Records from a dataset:
* * * * *

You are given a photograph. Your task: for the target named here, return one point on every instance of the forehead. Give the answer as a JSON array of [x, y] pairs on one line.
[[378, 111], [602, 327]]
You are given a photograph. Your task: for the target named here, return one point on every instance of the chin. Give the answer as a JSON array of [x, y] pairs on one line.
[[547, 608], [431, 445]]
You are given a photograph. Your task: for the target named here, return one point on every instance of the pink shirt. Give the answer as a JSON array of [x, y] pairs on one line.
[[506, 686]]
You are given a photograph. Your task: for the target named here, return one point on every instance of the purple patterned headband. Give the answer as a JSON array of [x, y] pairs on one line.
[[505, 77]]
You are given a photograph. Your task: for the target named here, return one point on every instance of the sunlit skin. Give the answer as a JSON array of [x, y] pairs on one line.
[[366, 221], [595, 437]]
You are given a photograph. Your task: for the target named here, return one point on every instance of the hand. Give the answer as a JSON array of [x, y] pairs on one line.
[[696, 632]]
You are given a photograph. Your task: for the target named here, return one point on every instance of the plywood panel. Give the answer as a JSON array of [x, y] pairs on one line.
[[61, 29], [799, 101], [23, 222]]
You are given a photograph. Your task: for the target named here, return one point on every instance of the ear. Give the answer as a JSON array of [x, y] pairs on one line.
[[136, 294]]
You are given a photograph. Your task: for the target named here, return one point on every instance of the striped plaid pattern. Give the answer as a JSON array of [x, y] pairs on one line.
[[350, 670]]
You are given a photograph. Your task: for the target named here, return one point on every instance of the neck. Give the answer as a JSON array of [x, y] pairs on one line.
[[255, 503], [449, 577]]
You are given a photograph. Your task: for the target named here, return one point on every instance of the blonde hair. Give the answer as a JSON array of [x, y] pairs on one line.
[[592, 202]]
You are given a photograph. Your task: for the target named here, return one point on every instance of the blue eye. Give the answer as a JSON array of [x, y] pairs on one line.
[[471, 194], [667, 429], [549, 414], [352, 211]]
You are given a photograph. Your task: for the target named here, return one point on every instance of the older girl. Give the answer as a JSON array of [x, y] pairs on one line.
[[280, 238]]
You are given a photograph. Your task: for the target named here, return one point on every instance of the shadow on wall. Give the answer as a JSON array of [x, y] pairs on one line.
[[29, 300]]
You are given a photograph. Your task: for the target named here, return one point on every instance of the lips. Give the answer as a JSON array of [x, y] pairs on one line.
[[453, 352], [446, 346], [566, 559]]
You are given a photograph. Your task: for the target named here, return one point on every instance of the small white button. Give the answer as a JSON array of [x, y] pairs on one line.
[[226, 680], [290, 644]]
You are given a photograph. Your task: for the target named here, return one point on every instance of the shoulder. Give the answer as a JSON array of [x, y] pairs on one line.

* * * * *

TASK STATEMENT:
Return the entries above exactly as they appear.

YOUR SOLUTION:
You are given a photograph. Your task: for the target named here, return one point on every instance of the forehead. Give the answer as a JSON array of [x, y] pairs on one line.
[[378, 111], [602, 327]]
You are given a photograph. Your task: for the target named here, return one point on every instance of the chin. Give the answer as a JSON array of [x, y] pairs on one line.
[[547, 608], [431, 445]]
You are given a photograph. Your task: for the target named here, return one point on every instance of the pink shirt. Give the answer as a JSON array of [x, y] pairs on one line.
[[506, 686]]
You are given a photograph. Your task: for the target named here, return one point on every instance of the purple patterned headband. Give the answer as a JSON array of [x, y] pairs on one line.
[[505, 77]]
You are given a photograph. Your task: for the target named here, return one point on every instance of the sunlit skin. Give the answer as a JSON array of [x, y] pairs on one line.
[[366, 221], [595, 437]]
You are given a photograph. Your task: for the target named here, return one point on every instance of the hand. Give the answer as a JSON array of [x, y] pairs on one line.
[[696, 632]]
You are given a photograph. Your task: for the target named here, return one point on every instance of the plywood panel. Give the answer as a JSON array of [x, y] pairs on one line.
[[61, 29], [799, 101], [23, 222]]
You are given a photograph. Your task: for the target named here, return one point on every instance of the ear. Give the answer as a JSON array of [x, y] pairs on one line.
[[136, 294]]
You are given a photograph. Your task: for the target named here, return one point on every instance of the striped plaid pattern. Give the answer as a JSON array of [x, y] pairs on one line.
[[350, 670]]
You are given a photograph. Your task: for the target named here, return one point on every instance of the neck. Give the answer as a JSON array of [x, y] pairs on one line.
[[255, 503], [449, 577]]
You are given a photograph. Your task: for the target named here, return one point on every instance of the blonde hair. Give the answer as a JSON array of [x, y] pairs on one line.
[[592, 202]]
You are given a photograph. Your task: for the target named here, return one point on every instance of the blue eye. Give the answer as a JSON array of [x, y] pairs on one line.
[[471, 194], [667, 429], [549, 414], [352, 211]]
You are given a photograph. Your task: for the target named here, return one point on every instance of the older girl. Give the answer as a JSON array of [x, y] pairs on one line.
[[280, 238]]
You are given a photograph. Your task: for the target named here, return one point on every instance of the shadow on wall. Give the answer as a JSON array of [x, y] pairs on one line.
[[29, 300]]
You are given a photograph. Your task: for the target named here, return one point on every instance of the lips. Give the answer as a JSON array of [x, y] pairs on one line.
[[453, 352], [446, 346], [566, 559]]
You are given a photograph. Your task: for the target named here, return one point on every instance of the small white button. Give the answer as a JSON array of [x, y] pairs on one line.
[[226, 680], [290, 644]]
You are given a photograph. Your task: for the target named here, return one point on every instance of the shoulder. Give the answer as a JSON array of [x, y] pairs on one line.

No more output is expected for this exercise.